Metadata-Version: 2.1
Name: MoreThanSentiments
Version: 0.1.3
Summary: An NLP python package for computing Boilerplate score and many other text features.
Home-page: https://github.com/jinhangjiang/morethansentiments
Author: Jinhang Jiang, Karthik Srinivasan
Author-email: jinhang@asu.edu
License: UNKNOWN
Description: # MoreThanSentiments
        Besides sentiment scores, this Python package offers various ways of quantifying text corpus based on multiple works of literature. Currently, we support the calculation of the following measures:
        
        -   Boilerplate (Lang and Stice-Lawrence, 2015)
        -   Redundancy (Cazier and Pfeiffer, 2015)
        -   Specificity (Hope et al., 2016)
        -   Relative_prevalence (Blankespoor, 2016)
        
        ## Installation
        
        The easiest way to install the toolbox is via pip (pip3 in some
        distributions):
        
            pip install MoreThanSentiments
            
        
        ## Usage
        
        #### Import the Package
        
            import MoreThanSentiments as mts
            
        #### Read data from txt files
        
            my_dir_path = "D:/YourDataFolder"

● Exercises to complete:
(a) List every measure that the MoreThanSentiments package description above says the package can currently calculate.
(b) Write the next part of the MoreThanSentiments package description, picking up after its last line, the one that sets my_dir_path.

● Extracted entries:
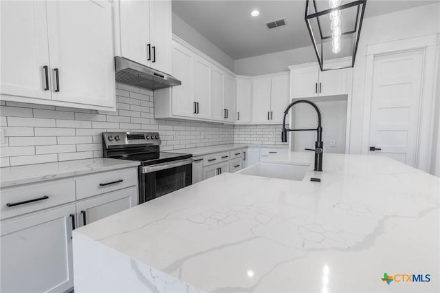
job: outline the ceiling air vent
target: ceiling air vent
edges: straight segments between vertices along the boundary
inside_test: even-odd
[[[270,23],[266,23],[266,25],[267,25],[267,28],[277,28],[281,25],[285,25],[286,21],[285,19],[278,19],[278,21],[271,21]]]

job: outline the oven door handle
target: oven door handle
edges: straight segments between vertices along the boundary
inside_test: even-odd
[[[175,162],[156,164],[155,165],[144,166],[142,166],[142,174],[157,172],[158,171],[170,169],[175,167],[179,167],[181,166],[185,166],[190,164],[192,164],[192,159],[184,159],[184,160],[179,160],[178,161],[175,161]]]

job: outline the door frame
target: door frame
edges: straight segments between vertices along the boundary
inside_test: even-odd
[[[439,34],[402,40],[393,41],[366,47],[365,69],[365,98],[364,100],[364,121],[362,138],[362,155],[369,153],[370,120],[373,95],[373,75],[376,57],[412,51],[422,51],[423,64],[421,83],[421,97],[419,105],[419,123],[415,146],[415,168],[425,172],[430,169],[430,158],[434,142],[434,114],[435,103],[435,81],[438,60]]]

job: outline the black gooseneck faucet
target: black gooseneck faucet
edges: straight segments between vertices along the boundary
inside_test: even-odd
[[[316,129],[286,129],[286,116],[289,110],[293,106],[296,104],[304,102],[310,105],[316,111],[318,114],[318,127]],[[322,127],[321,127],[321,111],[319,111],[319,108],[316,105],[308,100],[297,100],[292,102],[286,110],[284,111],[284,118],[283,119],[283,131],[281,132],[281,141],[283,142],[287,142],[287,131],[316,131],[317,138],[315,142],[315,149],[305,149],[306,151],[314,151],[315,152],[315,169],[314,171],[322,171]]]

● Answers by task:
(a)
- Boilerplate (Lang and Stice-Lawrence, 2015)
- Redundancy (Cazier and Pfeiffer, 2015)
- Specificity (Hope et al., 2016)
- Relative_prevalence (Blankespoor, 2016)

(b)
            df = mts.read_txt_files(PATH = my_dir_path)
            
        #### Sentence Token
        
            df['sent_tok'] = df.text.apply(mts.sent_tok)
            
        #### Clean Data
        
        If you want to clean on the sentence level:
        
            df['cleaned_data'] = pd.Series()    
            for i in range(len(df['sent_tok'])):
                df['cleaned_data'][i] = [mts.clean_data(x,\
                                                        lower = True,\
                                                        punctuations = True,\
                                                        number = False,\
                                                        unicode = True,\
                                                        stop_words = False) for x in df['sent_tok'][i]] 
                                                        
        If you want to clean on the document level:
        
            df['cleaned_data'] = df.text.apply(mts.clean_data, args=(True, True, False, True, False))
        
        For the data cleaning function, we offer the following options:
        -   lower: make all the words to lowercase
        -   punctuations: remove all the punctuations in the corpus
        -   number: remove all the digits in the corpus
        -   unicode: remove all the unicodes in the corpus
        -   stop_words: remove the stopwords in the corpus
        
        #### Boilerplate
        
            df['Boilerplate'] = mts.Boilerplate(sent_tok, n = 4, min_doc = 5)
        
        Parameters:
        -   input_data: this function requires tokenized documents.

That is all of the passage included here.